-- START Text shown --
Looking the previous posts I was thinking in the line of OpenMP
implementation/OS problems, did you see something related to taskset?
Fernando.
I see, and I understand. However, the code is a bit complex. This is
probably part of the reason for the strange behavior! As mentioned
earlier, a simple do loop example compiles, runs and speeds up as expected.
I will consider your advice with respect to just assigning a constant to
LHS and see if that works out. I think it could be helpful!
I have never used taskset, so I have no idea how I would go about using
it in this context.
Paul.
I see, no problem, I understood from a previous post (I copy the text
here):
> This is part of the problem: the simple OpenMP loop runs on all cores.
> Also, the OpenMP code I wrote works on Mac OS X gfortran 4.5.2. The
> OpenMP code also works flawlessly on Rocks cluster linux with intel
> fortran v. 11.
> I have now tested on gfortran 4.4.5 and 4.5.1 on Fedora Linux release
> 14, and both of these compilers result in no speedup.
that the simple loop did not work on Fedora, my mistake, sorry.
About code complexity and parallel performance, I think code
complexity only "affects" correctness, not parallel usage to only one
core, but obviously I don't know a looooot of details/facts.
About taskset: since I was thinking in OpenMP implementation/OS
problems, I suggested taking a look at taskset, which is used to
"retrieve or set a process's CPU affinity" -copied from
http://www.unix.com/man-page/Linux/1/taskset/
Since threads (I think always) inherit scheduling properties from the
process in which they are created, maybe you can verify/play with the
process scheduling properties. But it's just a guess...
Fernando.
That's more-or-less correct, in theory. Whether it is the case
in practice is less clear.
>About taskset: since I was thinking in OpenMP implementation/OS
>problems, I suggested taking a look at taskset, which is used to
>"retrieve or set a process's CPU affinity" -copied from
>http://www.unix.com/man-page/Linux/1/taskset/
>Since threads (I think always) inherit scheduling properties from the
>process in which they are created, maybe you can verify/play with the
>process scheduling properties. But it's just a guess...
This will sound a bit patronising, but you are completely lost.
Nobody except an expert (in using operating systems, primarily)
should think of using such facilities, as they don't work the way
that they appear to, and never have (on ANY operating system!)
And most experts know better than to use such facilities except
in extremis, for that reason and many others.
The most that it is worth doing is calling a little C function
that returns the TID (thread identifier), which will check that
different parts of the code are using different threads. But
DO be warned that the mapping between OpenMP threads and system
threads is not simple, not at all.
If they all give the same TID, then your problem is that it is not
starting enough threads; if they give different ones, you have a
scheduler issue, and you should stop looking at the OpenMP code
and look elsewhere. And the latter is HARD.
Regards,
Nick Maclaren.
What do you mean with "a bit patronising"? (I understand the part you
say I'm completely lost... ;P ...).
> Nobody except an expert (in using operating systems, primarily)
-- END Text shown --
-- START Data --
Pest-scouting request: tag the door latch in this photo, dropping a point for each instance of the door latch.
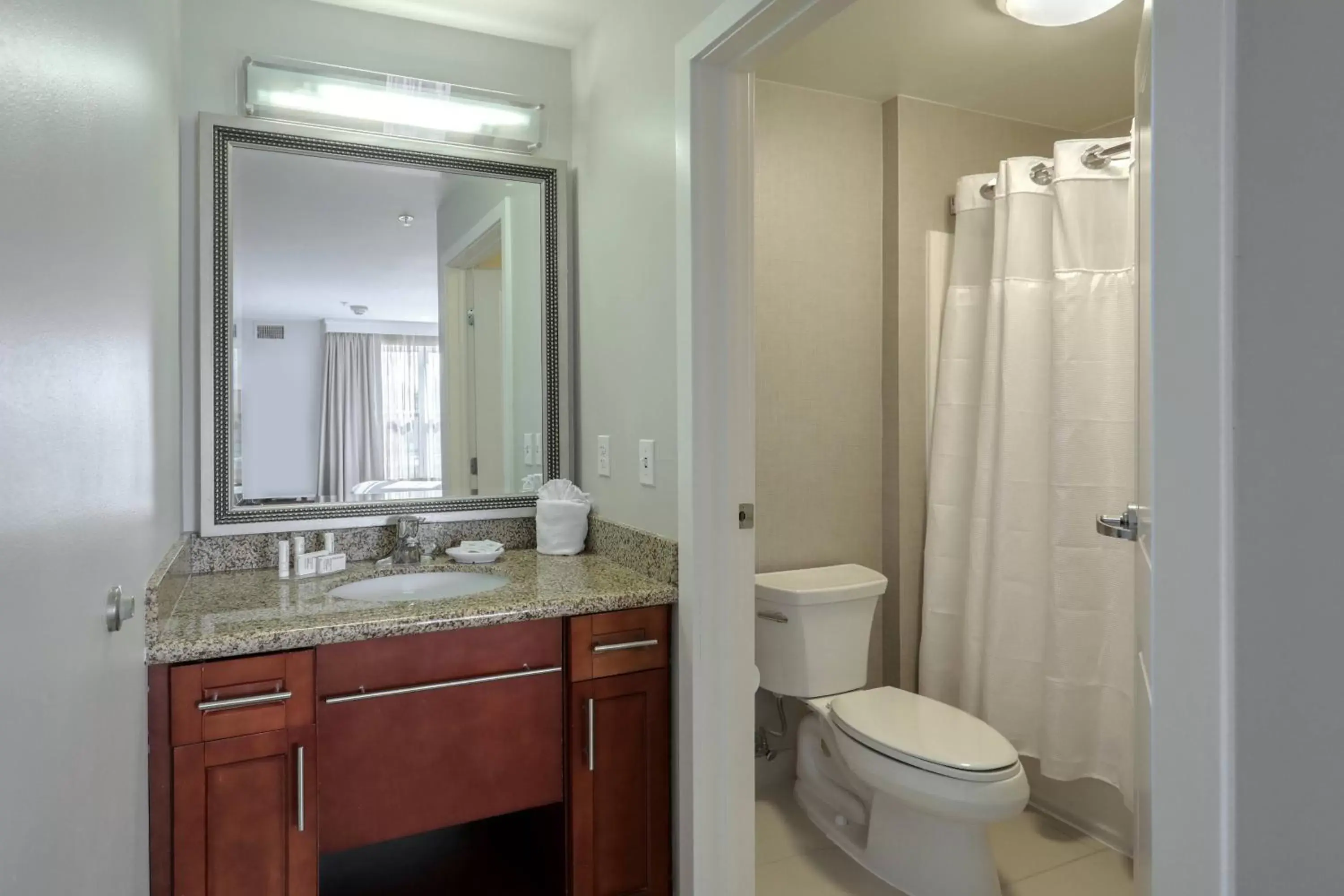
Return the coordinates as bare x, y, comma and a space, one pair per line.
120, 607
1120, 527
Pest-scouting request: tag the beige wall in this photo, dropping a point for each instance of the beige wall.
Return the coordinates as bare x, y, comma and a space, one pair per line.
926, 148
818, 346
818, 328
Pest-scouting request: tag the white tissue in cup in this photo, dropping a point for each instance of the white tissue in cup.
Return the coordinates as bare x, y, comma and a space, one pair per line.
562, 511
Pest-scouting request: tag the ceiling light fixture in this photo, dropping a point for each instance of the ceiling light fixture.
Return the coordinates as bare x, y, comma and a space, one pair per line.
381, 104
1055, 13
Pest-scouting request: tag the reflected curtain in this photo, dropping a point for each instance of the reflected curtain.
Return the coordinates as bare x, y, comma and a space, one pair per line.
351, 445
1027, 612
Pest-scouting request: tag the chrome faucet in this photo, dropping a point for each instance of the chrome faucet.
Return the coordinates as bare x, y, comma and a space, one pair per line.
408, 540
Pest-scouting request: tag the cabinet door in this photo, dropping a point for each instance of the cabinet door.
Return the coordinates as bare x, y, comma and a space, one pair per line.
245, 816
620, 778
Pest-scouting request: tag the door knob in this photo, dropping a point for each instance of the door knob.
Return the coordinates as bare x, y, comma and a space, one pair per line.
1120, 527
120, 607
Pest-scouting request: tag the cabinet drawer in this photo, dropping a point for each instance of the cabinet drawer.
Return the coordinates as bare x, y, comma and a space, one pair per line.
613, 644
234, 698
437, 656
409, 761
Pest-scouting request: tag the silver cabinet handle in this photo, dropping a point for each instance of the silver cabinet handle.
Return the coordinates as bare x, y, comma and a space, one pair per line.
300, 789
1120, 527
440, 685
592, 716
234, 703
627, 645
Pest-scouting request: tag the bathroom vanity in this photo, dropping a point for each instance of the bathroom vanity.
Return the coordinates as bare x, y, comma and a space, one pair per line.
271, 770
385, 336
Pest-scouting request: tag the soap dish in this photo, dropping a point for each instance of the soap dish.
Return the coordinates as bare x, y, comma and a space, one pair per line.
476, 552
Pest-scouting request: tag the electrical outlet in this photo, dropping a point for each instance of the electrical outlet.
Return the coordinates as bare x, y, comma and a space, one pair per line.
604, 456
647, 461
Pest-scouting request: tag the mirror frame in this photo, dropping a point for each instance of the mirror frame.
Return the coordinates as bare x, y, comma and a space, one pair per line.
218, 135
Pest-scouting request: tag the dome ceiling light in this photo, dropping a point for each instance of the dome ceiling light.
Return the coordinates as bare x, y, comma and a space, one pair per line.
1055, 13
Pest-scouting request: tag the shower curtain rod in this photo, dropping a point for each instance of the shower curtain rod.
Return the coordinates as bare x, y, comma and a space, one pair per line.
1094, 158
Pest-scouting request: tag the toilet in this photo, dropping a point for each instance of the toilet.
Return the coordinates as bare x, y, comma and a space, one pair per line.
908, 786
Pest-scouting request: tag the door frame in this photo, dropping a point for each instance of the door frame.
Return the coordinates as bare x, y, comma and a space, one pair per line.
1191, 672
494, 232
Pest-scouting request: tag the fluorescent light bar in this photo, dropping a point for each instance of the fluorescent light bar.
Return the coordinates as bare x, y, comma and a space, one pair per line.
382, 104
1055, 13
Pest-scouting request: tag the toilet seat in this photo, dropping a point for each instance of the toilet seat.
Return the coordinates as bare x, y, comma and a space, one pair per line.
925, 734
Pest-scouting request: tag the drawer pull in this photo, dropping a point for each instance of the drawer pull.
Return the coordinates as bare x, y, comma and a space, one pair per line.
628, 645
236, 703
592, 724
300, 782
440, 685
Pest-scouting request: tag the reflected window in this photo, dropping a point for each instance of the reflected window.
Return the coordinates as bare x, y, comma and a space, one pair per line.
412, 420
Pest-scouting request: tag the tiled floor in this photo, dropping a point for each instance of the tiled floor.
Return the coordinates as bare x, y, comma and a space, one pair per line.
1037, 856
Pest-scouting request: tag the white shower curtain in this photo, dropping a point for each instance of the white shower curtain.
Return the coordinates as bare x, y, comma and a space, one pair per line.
-- END Data --
▶ **Exercise instructions**
**1)** From the OpenMP thread, return the passage between "The most that" and "Nick Maclaren.", inclusive.
**2)** According to the OpenMP thread, which compiler versions gave no speedup on Fedora Linux release 14?

▶ **Answer list**
**1)**
The most that it is worth doing is calling a little C function
that returns the TID (thread identifier), which will check that
different parts of the code are using different threads. But
DO be warned that the mapping between OpenMP threads and system
threads is not simple, not at all.
If they all give the same TID, then your problem is that it is not
starting enough threads; if they give different ones, you have a
scheduler issue, and you should stop looking at the OpenMP code
and look elsewhere. And the latter is HARD.
Regards,
Nick Maclaren.

**2)** gfortran 4.4.5 and 4.5.1